WORK TASK 1:
Can you reproduce everything in the Stomp Down article from "From left, Toby Oniyitan" down to "York, and Atlanta.", word for word?
WORK TASK 2:
Do these statements agree with the Stomp Down article? Answer yes or no for each, quoting the deciding words. (a) Toby Oniyitan is a cousin of Maxo Kream. (b) The pair came back to Texas in April 2019. (c) Ezra Averill is a Houston native.
WORK TASK 3:
Which music artists does the Stomp Down article name? List every one.

EXCERPTED TEXT:
——————
Bayougraphy

Stomp Down Is Houston's Newest Music Label With A Stacked Roster

Meet the two young business professionals leading the city’s most flourishing Hip-Hop talent.

By Shelby Stewart January 4, 2022 Published in the Winter 2021 issue of Houstonia Magazine

From left, Toby Oniyitan and Ezra Averill.

Toby Oniyitan, CEO, and Ezra Averill, President of Stomp Down Entertainment sit at the helm of the new era of sound in Houston. Together, both create a localized effort to bring an acclaimed sound back to the Bayou City. After launching the successful careers of rappers Maxo Kream and Tay-K in Los Angeles, in April 2020, the pair decided to come back to their roots in Texas; outlining a vision to build Houston’s musical infrastructure. In an attempt to position Houston to stand alongside other major music hubs like Los Angeles, New York, and Atlanta.

While the two say their firm is “very much in its infancy,” and that the imprint has yet to reach its peak, they’ve made significant waves in the music industry. Stomp Down is the manifestation of the nation’s most diverse city. Artists under the umbrella have received national plaudits for their works, like Reggie’s latest with St. Louis artist Smino, “Avalanche” and flourishing young talent Monaleo’s “Beating Down Yo Block.”

“Houston being the cultural mecca of Texas, we figured our footprint—and our stomp—would be louder,” Averill shared a similar sentiment, being an Arlington native. “I came to Houston and I fell in love with it, because there are so many different worlds within Houston, and we’ve lived in so many different places and occupied all these spaces, so we want to bring all of that back here.”

As teenagers, the pair worked closely with friends and family members to get their first tastes of the music business. Oniyitan, a Nigerian-American Houston native, is a cousin of Alief emcee Maxo Kream, and Averill is a best friend of North Texas rapper Tay-K. The two connected to conceive Stomp Down because collectively, they fit together, like the missing pieces of the metaphorical puzzle of music industry success.

Oniyitan began to fully manage Maxo Kream in 2014, following the release of the Houston rapper’s 2013 effort, Quicc Strikes. On the other hand, Averill, now 20, who’s affinity for rap music precedes his age, recalls hosting concerts in Dallas as a teen, which eventually led to him managing Tay-K, and taking meetings in the bathroom in high school.
——————
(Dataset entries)
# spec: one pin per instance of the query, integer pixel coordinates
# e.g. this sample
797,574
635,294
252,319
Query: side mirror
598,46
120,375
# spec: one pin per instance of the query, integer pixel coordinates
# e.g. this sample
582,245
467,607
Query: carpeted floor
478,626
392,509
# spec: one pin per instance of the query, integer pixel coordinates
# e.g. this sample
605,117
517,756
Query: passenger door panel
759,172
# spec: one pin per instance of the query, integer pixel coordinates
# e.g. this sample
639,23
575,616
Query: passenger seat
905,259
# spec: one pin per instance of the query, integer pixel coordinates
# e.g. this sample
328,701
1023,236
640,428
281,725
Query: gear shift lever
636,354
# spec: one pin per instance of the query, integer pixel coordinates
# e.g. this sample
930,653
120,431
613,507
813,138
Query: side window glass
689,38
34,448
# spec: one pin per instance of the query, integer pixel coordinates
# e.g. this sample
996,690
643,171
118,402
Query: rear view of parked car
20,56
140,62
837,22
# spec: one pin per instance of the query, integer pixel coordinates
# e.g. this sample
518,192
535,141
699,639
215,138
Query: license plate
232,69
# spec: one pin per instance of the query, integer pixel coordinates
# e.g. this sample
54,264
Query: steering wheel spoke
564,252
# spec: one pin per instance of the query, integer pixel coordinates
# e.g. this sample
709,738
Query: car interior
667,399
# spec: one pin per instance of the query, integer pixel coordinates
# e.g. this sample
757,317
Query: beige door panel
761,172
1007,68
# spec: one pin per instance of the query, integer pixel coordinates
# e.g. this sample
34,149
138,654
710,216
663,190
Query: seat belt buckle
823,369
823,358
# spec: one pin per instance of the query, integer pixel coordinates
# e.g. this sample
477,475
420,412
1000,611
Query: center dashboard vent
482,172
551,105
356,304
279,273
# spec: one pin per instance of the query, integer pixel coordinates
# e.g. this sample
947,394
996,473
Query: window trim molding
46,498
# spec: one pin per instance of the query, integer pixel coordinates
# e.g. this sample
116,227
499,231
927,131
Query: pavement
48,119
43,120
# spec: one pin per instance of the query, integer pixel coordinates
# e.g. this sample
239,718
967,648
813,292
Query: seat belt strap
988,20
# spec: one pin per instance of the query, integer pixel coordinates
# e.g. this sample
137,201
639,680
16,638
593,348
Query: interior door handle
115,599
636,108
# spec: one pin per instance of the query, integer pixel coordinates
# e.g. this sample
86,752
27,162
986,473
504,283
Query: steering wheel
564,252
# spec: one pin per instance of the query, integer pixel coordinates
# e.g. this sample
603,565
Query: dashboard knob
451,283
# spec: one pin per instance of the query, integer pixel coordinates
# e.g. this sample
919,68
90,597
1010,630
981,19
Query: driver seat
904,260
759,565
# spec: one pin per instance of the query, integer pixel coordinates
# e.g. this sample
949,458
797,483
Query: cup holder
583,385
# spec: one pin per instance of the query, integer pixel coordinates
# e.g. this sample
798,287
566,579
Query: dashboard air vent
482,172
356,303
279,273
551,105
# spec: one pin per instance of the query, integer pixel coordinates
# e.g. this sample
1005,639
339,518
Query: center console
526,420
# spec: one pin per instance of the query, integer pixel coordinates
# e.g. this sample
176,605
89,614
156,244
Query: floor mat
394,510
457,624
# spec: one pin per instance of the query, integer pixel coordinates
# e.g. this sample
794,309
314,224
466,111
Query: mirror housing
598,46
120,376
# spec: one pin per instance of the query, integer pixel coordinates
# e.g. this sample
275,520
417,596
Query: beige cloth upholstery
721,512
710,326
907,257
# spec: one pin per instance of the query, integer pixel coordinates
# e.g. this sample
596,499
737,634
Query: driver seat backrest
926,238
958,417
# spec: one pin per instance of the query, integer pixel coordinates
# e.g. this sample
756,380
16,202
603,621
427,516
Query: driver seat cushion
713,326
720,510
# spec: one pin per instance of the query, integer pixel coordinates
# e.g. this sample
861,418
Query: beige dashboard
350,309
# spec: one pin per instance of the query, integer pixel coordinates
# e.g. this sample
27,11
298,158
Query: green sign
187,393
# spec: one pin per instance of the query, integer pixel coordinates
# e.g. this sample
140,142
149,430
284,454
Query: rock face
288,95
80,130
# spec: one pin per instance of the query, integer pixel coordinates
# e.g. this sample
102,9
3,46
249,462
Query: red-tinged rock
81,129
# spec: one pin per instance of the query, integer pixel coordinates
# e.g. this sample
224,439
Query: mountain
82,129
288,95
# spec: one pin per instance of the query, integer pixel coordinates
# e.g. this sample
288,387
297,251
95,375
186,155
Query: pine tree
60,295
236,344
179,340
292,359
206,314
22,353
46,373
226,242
——————
WRITTEN SOLUTION 1:
From left, Toby Oniyitan and Ezra Averill.

Toby Oniyitan, CEO, and Ezra Averill, President of Stomp Down Entertainment sit at the helm of the new era of sound in Houston. Together, both create a localized effort to bring an acclaimed sound back to the Bayou City. After launching the successful careers of rappers Maxo Kream and Tay-K in Los Angeles, in April 2020, the pair decided to come back to their roots in Texas; outlining a vision to build Houston’s musical infrastructure. In an attempt to position Houston to stand alongside other major music hubs like Los Angeles, New York, and Atlanta.

WRITTEN SOLUTION 2:
(a) Yes: "Oniyitan, a Nigerian-American Houston native, is a cousin of Alief emcee Maxo Kream"
(b) No: "in April 2020, the pair decided to come back to their roots in Texas"
(c) No: "Averill shared a similar sentiment, being an Arlington native"

WRITTEN SOLUTION 3:
Maxo Kream
Tay-K
Reggie
Smino
Monaleo